Aim of the exercise:
Please copy the lines of the listing below verbatim, from the line containing "drawmask --target man" through the line containing "345 127 L 378", including both of those lines and nothing else.

Region labeling listing:

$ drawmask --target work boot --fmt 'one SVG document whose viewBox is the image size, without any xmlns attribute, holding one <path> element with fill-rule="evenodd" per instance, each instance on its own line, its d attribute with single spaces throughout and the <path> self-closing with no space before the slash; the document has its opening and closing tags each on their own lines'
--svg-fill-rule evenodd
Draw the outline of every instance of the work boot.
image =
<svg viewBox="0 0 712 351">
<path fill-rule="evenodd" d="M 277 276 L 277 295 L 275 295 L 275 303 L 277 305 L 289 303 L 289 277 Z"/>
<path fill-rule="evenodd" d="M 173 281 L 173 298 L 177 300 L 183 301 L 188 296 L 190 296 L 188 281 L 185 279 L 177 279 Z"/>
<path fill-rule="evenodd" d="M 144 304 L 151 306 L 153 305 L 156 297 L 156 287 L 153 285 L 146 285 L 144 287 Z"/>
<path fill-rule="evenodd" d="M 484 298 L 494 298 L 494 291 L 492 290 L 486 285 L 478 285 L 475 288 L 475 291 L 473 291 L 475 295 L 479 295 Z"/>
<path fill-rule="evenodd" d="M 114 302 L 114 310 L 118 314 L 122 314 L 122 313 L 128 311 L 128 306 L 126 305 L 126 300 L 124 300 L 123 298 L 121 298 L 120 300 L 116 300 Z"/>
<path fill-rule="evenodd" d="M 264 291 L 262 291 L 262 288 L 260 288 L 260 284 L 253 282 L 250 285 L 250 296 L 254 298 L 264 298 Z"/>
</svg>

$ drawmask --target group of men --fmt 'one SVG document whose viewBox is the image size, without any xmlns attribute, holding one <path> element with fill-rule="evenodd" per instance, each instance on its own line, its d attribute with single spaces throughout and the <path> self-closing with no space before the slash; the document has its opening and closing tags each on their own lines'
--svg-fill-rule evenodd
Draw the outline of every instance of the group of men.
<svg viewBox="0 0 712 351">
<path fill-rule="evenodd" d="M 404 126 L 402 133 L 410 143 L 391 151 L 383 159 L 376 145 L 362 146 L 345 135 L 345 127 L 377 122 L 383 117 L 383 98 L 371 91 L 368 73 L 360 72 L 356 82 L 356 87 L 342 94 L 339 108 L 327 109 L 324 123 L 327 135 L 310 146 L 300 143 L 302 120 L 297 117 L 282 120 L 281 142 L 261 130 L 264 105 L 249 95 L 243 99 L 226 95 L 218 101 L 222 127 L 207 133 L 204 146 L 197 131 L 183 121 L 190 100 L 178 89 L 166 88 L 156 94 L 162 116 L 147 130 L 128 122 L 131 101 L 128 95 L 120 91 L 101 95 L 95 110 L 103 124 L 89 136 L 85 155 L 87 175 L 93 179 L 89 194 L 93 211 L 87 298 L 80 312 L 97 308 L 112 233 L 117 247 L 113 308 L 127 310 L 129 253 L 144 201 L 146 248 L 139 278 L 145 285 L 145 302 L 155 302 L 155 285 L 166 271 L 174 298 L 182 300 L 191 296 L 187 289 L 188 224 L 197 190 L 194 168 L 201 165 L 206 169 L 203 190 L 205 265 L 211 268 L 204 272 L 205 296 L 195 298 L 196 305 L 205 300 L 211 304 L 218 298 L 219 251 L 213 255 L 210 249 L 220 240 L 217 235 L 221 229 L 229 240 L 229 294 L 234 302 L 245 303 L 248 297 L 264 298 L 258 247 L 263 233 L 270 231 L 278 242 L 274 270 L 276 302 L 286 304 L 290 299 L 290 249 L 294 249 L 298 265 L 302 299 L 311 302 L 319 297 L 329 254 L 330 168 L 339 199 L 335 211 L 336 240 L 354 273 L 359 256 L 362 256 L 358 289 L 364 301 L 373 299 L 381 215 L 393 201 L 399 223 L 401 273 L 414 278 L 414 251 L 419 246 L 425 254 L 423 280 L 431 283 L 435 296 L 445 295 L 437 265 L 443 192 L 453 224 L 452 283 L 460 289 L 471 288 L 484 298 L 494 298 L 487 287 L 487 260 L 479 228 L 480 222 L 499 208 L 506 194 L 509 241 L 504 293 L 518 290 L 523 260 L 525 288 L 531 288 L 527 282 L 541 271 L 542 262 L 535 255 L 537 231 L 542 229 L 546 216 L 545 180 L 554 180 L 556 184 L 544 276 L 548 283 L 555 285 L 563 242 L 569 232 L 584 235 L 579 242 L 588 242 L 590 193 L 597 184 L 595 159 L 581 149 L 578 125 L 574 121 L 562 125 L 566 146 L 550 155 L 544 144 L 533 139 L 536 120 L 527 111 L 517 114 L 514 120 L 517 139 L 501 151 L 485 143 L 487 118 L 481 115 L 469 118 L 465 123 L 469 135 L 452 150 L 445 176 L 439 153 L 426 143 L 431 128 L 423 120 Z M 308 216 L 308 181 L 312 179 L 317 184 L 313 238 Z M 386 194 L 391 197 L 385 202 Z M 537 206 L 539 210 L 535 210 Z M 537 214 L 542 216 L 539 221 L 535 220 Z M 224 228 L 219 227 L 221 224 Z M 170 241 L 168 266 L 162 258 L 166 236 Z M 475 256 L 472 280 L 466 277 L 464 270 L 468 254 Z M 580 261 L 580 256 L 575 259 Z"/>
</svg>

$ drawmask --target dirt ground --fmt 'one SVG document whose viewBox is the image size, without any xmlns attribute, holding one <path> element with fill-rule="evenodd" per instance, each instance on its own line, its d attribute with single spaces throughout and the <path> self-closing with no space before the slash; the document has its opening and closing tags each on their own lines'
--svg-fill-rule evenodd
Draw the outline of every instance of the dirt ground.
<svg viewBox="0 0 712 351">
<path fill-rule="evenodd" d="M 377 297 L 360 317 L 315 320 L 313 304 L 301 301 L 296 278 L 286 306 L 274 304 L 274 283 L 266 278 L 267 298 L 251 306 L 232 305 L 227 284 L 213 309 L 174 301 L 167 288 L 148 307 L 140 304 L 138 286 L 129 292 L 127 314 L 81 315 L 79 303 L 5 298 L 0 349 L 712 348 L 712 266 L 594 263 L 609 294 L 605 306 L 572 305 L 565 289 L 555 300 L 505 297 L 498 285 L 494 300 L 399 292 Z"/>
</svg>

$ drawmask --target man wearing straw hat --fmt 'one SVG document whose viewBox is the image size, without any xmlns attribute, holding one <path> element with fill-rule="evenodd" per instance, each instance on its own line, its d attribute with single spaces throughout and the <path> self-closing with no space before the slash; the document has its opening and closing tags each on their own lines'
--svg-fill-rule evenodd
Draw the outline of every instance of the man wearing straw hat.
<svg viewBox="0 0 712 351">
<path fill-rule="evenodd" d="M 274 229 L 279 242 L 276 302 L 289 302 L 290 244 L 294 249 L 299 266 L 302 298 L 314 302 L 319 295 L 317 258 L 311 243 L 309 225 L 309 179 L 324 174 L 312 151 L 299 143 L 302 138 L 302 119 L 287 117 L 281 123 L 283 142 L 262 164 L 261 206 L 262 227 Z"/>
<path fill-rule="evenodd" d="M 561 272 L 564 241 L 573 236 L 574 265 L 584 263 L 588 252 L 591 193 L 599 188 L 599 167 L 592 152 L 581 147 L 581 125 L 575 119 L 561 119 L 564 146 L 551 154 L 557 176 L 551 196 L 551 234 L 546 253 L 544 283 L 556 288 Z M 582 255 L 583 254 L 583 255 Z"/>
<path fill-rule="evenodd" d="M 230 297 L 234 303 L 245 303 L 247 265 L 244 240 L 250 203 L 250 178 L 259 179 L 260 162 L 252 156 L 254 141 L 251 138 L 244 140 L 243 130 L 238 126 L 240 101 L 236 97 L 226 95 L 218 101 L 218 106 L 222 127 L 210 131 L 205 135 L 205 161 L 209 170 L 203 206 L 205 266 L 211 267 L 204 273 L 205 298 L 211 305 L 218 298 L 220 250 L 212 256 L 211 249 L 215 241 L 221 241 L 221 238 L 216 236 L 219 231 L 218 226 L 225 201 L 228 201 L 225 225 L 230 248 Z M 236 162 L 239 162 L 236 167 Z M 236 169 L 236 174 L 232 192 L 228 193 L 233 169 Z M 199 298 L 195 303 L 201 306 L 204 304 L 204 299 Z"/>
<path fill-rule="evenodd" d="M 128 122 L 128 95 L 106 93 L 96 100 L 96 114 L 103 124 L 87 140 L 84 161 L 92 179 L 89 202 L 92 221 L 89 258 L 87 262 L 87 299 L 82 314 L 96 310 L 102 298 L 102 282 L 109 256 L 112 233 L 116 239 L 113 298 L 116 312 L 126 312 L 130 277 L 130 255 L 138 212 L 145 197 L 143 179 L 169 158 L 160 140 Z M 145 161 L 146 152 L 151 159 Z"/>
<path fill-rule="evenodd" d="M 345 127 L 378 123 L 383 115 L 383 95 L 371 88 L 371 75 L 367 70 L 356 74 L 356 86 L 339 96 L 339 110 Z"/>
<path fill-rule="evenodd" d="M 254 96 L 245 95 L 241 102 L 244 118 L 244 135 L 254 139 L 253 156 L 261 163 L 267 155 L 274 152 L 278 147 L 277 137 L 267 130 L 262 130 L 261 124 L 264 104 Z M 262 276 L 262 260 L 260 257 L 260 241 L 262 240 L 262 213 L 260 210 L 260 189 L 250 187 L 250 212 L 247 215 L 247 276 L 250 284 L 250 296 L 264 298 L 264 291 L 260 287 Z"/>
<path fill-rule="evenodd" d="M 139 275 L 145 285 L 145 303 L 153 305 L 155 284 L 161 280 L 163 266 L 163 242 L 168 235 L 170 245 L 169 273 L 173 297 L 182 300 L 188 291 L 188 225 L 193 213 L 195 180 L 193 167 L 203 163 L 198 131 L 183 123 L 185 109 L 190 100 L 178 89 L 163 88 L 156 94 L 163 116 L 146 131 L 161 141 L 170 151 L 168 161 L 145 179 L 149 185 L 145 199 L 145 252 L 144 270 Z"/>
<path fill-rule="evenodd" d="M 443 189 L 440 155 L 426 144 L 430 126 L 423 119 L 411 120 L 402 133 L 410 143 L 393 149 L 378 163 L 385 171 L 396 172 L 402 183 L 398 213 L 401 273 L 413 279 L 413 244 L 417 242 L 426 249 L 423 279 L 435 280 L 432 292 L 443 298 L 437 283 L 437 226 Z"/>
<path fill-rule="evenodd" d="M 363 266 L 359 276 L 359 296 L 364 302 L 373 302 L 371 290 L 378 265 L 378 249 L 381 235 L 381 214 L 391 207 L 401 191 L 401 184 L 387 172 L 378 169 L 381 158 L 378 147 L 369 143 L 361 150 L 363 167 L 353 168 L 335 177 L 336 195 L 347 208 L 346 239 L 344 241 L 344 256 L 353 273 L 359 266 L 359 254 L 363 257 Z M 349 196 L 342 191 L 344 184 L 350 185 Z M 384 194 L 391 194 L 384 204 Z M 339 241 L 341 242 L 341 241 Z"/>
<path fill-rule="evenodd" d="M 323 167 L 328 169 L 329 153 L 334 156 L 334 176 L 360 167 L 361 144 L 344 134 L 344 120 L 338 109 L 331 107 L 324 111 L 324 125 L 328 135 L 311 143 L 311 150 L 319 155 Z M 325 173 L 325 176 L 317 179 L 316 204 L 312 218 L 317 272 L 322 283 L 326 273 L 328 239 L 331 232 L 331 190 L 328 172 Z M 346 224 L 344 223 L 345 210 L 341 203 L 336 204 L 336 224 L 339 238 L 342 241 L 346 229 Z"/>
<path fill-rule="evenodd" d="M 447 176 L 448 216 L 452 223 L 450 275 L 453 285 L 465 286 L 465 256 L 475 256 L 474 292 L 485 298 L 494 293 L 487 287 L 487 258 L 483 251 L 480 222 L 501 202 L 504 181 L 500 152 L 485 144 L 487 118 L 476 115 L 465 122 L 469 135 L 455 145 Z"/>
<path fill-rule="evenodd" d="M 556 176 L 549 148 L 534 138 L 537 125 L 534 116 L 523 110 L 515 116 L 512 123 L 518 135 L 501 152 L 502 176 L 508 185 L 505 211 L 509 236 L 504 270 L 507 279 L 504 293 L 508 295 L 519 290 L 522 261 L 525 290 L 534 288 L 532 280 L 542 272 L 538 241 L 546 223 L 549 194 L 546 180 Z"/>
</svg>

Result:
$ drawmask --target man wearing straw hat --fmt 'one SVG document whose viewBox is the image size, without any xmlns attribute, holding one <path> element with fill-rule="evenodd" per instance, each instance on its own line, its d attribute with single spaces throughout and the <path> self-closing with no space before the slash; the document has its opening and closing tags each on their own lines'
--svg-fill-rule evenodd
Draw the outline of every instance of the man wearing straw hat.
<svg viewBox="0 0 712 351">
<path fill-rule="evenodd" d="M 274 229 L 279 242 L 276 302 L 289 302 L 290 244 L 294 249 L 299 266 L 302 298 L 314 302 L 319 295 L 317 258 L 311 243 L 309 225 L 309 179 L 324 174 L 312 151 L 299 143 L 302 138 L 302 119 L 287 117 L 281 123 L 283 142 L 262 164 L 261 206 L 262 227 Z"/>
<path fill-rule="evenodd" d="M 561 272 L 564 241 L 573 236 L 574 265 L 584 263 L 588 252 L 591 193 L 599 188 L 599 167 L 592 152 L 581 147 L 581 125 L 575 119 L 561 119 L 564 146 L 551 154 L 557 176 L 551 196 L 551 234 L 546 253 L 544 283 L 556 288 Z M 582 255 L 583 254 L 583 255 Z"/>
<path fill-rule="evenodd" d="M 230 297 L 234 303 L 245 303 L 247 265 L 244 240 L 250 203 L 250 178 L 259 179 L 260 162 L 252 156 L 254 141 L 251 138 L 244 140 L 243 130 L 238 126 L 240 101 L 236 97 L 226 95 L 218 101 L 218 106 L 222 127 L 210 131 L 205 135 L 205 161 L 209 170 L 203 206 L 205 266 L 211 267 L 204 273 L 205 298 L 211 305 L 218 298 L 220 250 L 212 256 L 211 249 L 215 241 L 221 241 L 221 238 L 216 236 L 219 231 L 218 226 L 225 201 L 228 201 L 225 225 L 230 248 Z M 236 162 L 239 162 L 236 167 Z M 236 169 L 236 174 L 232 192 L 228 193 L 233 169 Z M 199 298 L 195 303 L 201 306 L 204 304 L 204 299 Z"/>
<path fill-rule="evenodd" d="M 128 122 L 128 95 L 106 93 L 96 100 L 96 114 L 103 124 L 87 140 L 84 161 L 92 179 L 89 202 L 92 221 L 89 258 L 87 262 L 87 299 L 82 314 L 96 310 L 102 298 L 102 282 L 109 256 L 112 233 L 116 239 L 113 298 L 116 312 L 126 312 L 130 277 L 130 255 L 138 212 L 145 197 L 143 179 L 169 158 L 160 140 Z M 145 161 L 146 152 L 151 159 Z"/>
<path fill-rule="evenodd" d="M 345 127 L 378 123 L 383 115 L 383 95 L 371 88 L 371 75 L 367 70 L 356 74 L 356 86 L 339 96 L 339 110 Z"/>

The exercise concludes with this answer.